**DATA PROVIDED**
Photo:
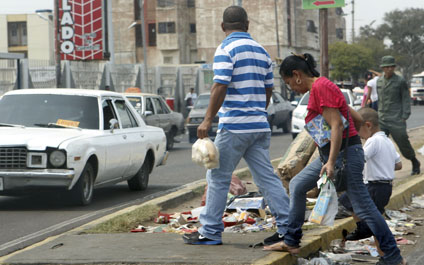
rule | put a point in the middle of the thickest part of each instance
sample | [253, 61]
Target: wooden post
[323, 25]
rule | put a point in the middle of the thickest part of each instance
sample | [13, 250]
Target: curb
[318, 239]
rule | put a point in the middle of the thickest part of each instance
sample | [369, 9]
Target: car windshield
[45, 110]
[135, 101]
[202, 102]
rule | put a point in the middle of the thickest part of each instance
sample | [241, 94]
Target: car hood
[197, 113]
[36, 138]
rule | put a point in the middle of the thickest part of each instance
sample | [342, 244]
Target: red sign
[81, 29]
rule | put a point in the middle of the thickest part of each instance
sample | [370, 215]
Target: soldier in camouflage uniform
[394, 108]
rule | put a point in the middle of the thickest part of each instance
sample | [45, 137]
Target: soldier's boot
[415, 166]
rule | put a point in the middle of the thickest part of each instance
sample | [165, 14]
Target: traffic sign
[317, 4]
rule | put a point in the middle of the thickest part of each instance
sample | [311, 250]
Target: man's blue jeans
[358, 194]
[254, 148]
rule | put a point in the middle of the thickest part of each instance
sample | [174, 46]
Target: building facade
[188, 31]
[30, 34]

**WHAT YOU HAVE TO DO**
Repeat the material above word for word, please, apart from its images.

**COMPLETE OUTPUT**
Photo:
rule | put a point in the middle of the thickest part of each instance
sample | [253, 61]
Target: wooden post
[323, 25]
rule | put a point in the middle of the thickest part of each instance
sample | [13, 250]
Target: curb
[318, 239]
rule | put a point in the middle of the thickest part of each instance
sample | [369, 9]
Target: car windshield
[45, 110]
[135, 101]
[202, 102]
rule | put a point in the middle of the thickest part of each instance
sample | [241, 94]
Target: car hood
[197, 113]
[36, 138]
rule | put a point in the middle of the thickest part of each instance
sample | [342, 244]
Target: red sign
[81, 29]
rule | put a point in the middle of the thickest part of each instance
sample | [370, 215]
Target: soldier in camouflage uniform
[394, 108]
rule | put a point in the middle of the thickest part of each instance
sample | [45, 137]
Target: soldier's boot
[415, 166]
rule | put a point in the middle of the thickest part of each instance
sample | [165, 14]
Target: traffic sign
[317, 4]
rule | put a point in the middle of the thickest part of each instance
sample | [311, 250]
Target: man's blue jeans
[358, 194]
[254, 148]
rule | put a point in the middle of the thickest part of each instance
sample | [174, 46]
Target: building facade
[188, 31]
[30, 34]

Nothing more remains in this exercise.